Try it
Exactly the lines from the one containing "the tree trunk" to the final line below should be output, and no others.

[Stored data entries]
# # # #

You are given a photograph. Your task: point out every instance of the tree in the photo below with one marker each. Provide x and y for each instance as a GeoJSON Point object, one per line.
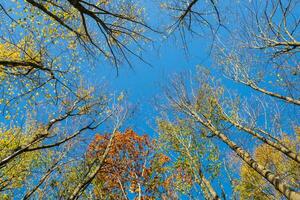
{"type": "Point", "coordinates": [253, 186]}
{"type": "Point", "coordinates": [202, 106]}
{"type": "Point", "coordinates": [131, 166]}
{"type": "Point", "coordinates": [189, 152]}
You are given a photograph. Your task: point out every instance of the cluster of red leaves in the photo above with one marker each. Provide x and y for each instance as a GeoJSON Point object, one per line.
{"type": "Point", "coordinates": [130, 166]}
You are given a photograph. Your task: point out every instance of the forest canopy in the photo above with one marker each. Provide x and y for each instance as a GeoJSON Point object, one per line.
{"type": "Point", "coordinates": [82, 115]}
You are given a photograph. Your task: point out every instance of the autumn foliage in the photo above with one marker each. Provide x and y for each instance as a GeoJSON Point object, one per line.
{"type": "Point", "coordinates": [131, 166]}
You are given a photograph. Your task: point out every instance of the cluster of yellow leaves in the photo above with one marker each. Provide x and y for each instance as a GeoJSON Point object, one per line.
{"type": "Point", "coordinates": [14, 174]}
{"type": "Point", "coordinates": [23, 51]}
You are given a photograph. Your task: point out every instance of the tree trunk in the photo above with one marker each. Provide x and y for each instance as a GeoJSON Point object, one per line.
{"type": "Point", "coordinates": [267, 174]}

# # # #

Written solution
You are given a photograph. Your task: point out every instance of the tree trunk in the photo above with one marker each. Provide x and y for each instance as a GeoJSON Point object, one per line.
{"type": "Point", "coordinates": [267, 174]}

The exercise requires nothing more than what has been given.